**PROBLEM**
Can you retype the passage about travel writers below word for word, with nothing changed?

**TEXT SHOWN**
Really pleased to see the love for Patrick Leigh Fermor here.
Weird coincidence: he started the walk of A Time of Gifts in December 1933; six months later, Laurie Lee set out on As I Walked Out One Midsummer Morning. PLF is the more gifted writer, although I always felt slightly annoyed that he seemed to spend half the time in posh parties with aristos, while LL (largely) earned his way across Europe.
My other favourite “travel” writer is Jonathan Raban. He’s got an amazing eye for nature and geography, and the people he meets. In Passage to Juneau, where he sails - something he’s obviously very good at, and the method of travel in many of his books - Alaska’s Inside Passage, he spies that the broken images in the native Americans’ art resembles the broken reflections that he sees constantly on the surface of the water. The first book of his that I read - Bad Land, in which he traces the Montana-Dakota railroad, the settlements alongside that bloomed overnight and just as quickly turned into ghost towns, and more stories from the settlers - blew me away. It’s as good on - say - why the descendants of the people who clung on are so volubly sceptical of government and keen to shout about self-reliance, while also showing the “experts” sometimes have a point. There’s also a lot of prairie oysters and a chilling encounter with locals who follow the same ideas as Timothy McVeigh.

**MATERIAL PROVIDED**
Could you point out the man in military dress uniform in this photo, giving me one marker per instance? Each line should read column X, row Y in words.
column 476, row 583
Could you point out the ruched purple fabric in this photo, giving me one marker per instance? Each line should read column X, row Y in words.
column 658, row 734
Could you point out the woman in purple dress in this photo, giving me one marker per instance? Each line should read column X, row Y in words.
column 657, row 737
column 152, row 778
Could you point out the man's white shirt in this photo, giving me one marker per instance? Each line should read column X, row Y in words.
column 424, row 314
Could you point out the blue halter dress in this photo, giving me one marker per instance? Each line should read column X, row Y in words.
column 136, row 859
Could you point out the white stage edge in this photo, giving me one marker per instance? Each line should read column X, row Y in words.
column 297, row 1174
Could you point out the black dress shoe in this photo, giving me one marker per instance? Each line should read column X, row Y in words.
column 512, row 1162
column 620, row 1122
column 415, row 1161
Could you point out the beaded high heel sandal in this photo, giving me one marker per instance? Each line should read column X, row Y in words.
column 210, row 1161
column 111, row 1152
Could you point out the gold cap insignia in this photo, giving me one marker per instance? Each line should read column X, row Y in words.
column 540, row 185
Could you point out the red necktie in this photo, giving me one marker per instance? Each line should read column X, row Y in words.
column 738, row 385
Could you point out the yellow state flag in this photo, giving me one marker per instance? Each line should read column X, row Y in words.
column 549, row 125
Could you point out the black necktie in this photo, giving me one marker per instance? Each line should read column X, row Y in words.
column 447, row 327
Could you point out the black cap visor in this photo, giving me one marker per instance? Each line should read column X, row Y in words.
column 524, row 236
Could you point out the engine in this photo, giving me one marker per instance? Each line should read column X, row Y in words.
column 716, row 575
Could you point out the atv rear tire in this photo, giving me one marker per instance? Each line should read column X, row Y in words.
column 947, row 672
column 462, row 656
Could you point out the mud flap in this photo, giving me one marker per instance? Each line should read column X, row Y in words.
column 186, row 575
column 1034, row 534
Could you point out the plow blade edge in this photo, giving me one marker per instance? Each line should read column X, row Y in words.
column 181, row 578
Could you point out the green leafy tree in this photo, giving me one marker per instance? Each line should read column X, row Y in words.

**SOLUTION FOR THIS PROBLEM**
Really pleased to see the love for Patrick Leigh Fermor here.
Weird coincidence: he started the walk of A Time of Gifts in December 1933; six months later, Laurie Lee set out on As I Walked Out One Midsummer Morning. PLF is the more gifted writer, although I always felt slightly annoyed that he seemed to spend half the time in posh parties with aristos, while LL (largely) earned his way across Europe.
My other favourite “travel” writer is Jonathan Raban. He’s got an amazing eye for nature and geography, and the people he meets. In Passage to Juneau, where he sails - something he’s obviously very good at, and the method of travel in many of his books - Alaska’s Inside Passage, he spies that the broken images in the native Americans’ art resembles the broken reflections that he sees constantly on the surface of the water. The first book of his that I read - Bad Land, in which he traces the Montana-Dakota railroad, the settlements alongside that bloomed overnight and just as quickly turned into ghost towns, and more stories from the settlers - blew me away. It’s as good on - say - why the descendants of the people who clung on are so volubly sceptical of government and keen to shout about self-reliance, while also showing the “experts” sometimes have a point. There’s also a lot of prairie oysters and a chilling encounter with locals who follow the same ideas as Timothy McVeigh.